[Data to use — start]

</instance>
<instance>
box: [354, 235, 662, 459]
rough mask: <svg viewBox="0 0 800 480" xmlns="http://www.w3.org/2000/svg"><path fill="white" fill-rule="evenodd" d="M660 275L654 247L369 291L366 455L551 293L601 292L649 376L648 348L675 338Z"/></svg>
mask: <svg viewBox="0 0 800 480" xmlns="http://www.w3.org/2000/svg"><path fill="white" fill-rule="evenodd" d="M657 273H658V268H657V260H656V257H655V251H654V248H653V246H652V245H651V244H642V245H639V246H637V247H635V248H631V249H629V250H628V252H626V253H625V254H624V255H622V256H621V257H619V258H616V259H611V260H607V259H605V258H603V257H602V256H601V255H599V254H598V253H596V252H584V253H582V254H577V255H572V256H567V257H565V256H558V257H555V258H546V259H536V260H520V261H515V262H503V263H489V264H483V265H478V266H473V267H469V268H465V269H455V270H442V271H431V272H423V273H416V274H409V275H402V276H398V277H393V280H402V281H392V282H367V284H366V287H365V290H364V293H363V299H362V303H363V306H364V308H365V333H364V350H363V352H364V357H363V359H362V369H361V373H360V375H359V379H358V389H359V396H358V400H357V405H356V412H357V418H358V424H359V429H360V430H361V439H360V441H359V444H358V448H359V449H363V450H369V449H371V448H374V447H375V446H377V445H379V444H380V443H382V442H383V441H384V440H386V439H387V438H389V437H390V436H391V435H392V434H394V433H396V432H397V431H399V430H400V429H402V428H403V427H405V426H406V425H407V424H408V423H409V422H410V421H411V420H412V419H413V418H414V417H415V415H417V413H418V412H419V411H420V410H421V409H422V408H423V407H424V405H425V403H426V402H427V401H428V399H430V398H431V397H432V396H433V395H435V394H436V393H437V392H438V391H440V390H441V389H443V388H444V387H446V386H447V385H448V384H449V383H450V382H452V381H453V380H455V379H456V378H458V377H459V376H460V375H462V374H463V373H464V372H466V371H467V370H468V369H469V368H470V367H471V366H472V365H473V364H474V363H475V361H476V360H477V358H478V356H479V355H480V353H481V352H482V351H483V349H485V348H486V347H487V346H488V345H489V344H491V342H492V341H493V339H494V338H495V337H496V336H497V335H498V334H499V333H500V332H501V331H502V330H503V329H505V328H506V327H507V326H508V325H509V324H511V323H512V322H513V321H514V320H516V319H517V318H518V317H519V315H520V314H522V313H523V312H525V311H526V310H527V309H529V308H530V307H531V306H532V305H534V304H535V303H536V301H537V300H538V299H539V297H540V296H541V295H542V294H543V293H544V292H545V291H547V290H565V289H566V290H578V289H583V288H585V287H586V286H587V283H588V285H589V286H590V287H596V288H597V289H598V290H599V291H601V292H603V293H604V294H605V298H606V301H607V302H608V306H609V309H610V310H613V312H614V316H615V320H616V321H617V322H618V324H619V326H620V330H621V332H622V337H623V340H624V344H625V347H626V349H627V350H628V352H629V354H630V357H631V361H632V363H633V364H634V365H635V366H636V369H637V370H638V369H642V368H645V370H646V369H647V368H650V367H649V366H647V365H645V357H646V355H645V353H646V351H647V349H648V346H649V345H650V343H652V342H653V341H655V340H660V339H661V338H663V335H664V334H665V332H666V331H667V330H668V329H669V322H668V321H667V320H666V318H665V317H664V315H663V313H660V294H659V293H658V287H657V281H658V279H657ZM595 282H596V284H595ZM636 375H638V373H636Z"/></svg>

[Data to use — finish]

What you are asked to do
Present all the entries above as a numbered list, leaving out any blank lines.

Task response
1. </instance>
2. <instance>
3. box: [354, 235, 662, 459]
4. rough mask: <svg viewBox="0 0 800 480" xmlns="http://www.w3.org/2000/svg"><path fill="white" fill-rule="evenodd" d="M660 275L654 247L369 291L366 455L551 293L601 292L649 376L648 348L675 338Z"/></svg>
5. mask: <svg viewBox="0 0 800 480" xmlns="http://www.w3.org/2000/svg"><path fill="white" fill-rule="evenodd" d="M657 273H658V268H657V260H656V257H655V251H654V248H653V246H652V245H651V244H642V245H639V246H637V247H635V248H631V249H629V250H628V252H626V253H625V254H624V255H622V256H621V257H619V258H616V259H611V260H607V259H605V258H603V257H602V256H601V255H599V254H598V253H596V252H584V253H582V254H577V255H572V256H567V257H565V256H558V257H555V258H546V259H536V260H520V261H515V262H503V263H489V264H483V265H478V266H473V267H469V268H465V269H455V270H442V271H431V272H423V273H416V274H409V275H402V276H398V277H393V280H402V281H392V282H367V284H366V287H365V290H364V293H363V299H362V303H363V306H364V308H365V333H364V350H363V352H364V357H363V359H362V369H361V373H360V375H359V379H358V389H359V396H358V400H357V405H356V412H357V418H358V424H359V429H360V430H361V439H360V441H359V444H358V448H359V449H363V450H369V449H371V448H374V447H375V446H377V445H379V444H380V443H382V442H383V441H384V440H386V439H387V438H389V437H390V436H391V435H392V434H394V433H396V432H397V431H399V430H400V429H402V428H403V427H405V426H406V425H407V424H408V423H409V422H410V421H411V420H412V419H413V418H414V417H415V415H417V413H418V412H419V411H420V410H421V409H422V408H423V407H424V405H425V403H426V402H427V401H428V399H430V398H431V397H432V396H433V395H435V394H436V393H437V392H438V391H440V390H441V389H443V388H444V387H446V386H447V385H448V384H449V383H450V382H452V381H453V380H455V379H456V378H458V377H459V376H460V375H462V374H463V373H464V372H466V371H467V370H468V369H469V368H470V367H471V366H472V365H473V364H474V363H475V361H476V360H477V358H478V356H479V355H480V353H481V352H482V351H483V349H485V348H486V347H487V346H488V345H489V344H491V342H492V341H493V339H494V338H495V337H496V336H497V335H498V334H499V333H500V332H501V331H502V330H503V329H505V328H506V327H507V326H508V325H509V324H511V323H512V322H513V321H514V320H516V319H517V318H518V317H519V315H520V314H522V313H523V312H525V311H526V310H527V309H529V308H530V307H531V306H532V305H534V304H535V303H536V301H537V300H538V299H539V297H540V296H541V295H542V294H543V293H544V292H545V291H547V290H565V289H566V290H578V289H583V288H585V287H586V286H587V283H588V285H589V286H590V287H596V288H597V289H598V290H599V291H601V292H603V293H604V294H605V298H606V301H607V302H608V306H609V309H610V310H613V312H614V316H615V320H616V321H617V322H618V324H619V326H620V330H621V332H622V337H623V340H624V344H625V347H626V349H627V350H628V352H629V354H630V357H631V361H632V363H633V364H634V365H635V366H636V369H637V370H638V369H642V368H645V370H646V369H647V368H650V367H649V366H647V365H645V357H646V355H645V353H646V351H647V349H648V346H649V345H650V343H652V342H653V341H655V340H660V339H661V338H663V335H664V334H665V332H666V331H667V330H668V329H669V322H668V321H667V320H666V318H665V317H664V315H663V313H660V294H659V293H658V287H657V281H658V279H657ZM595 282H596V284H595ZM636 375H638V373H636Z"/></svg>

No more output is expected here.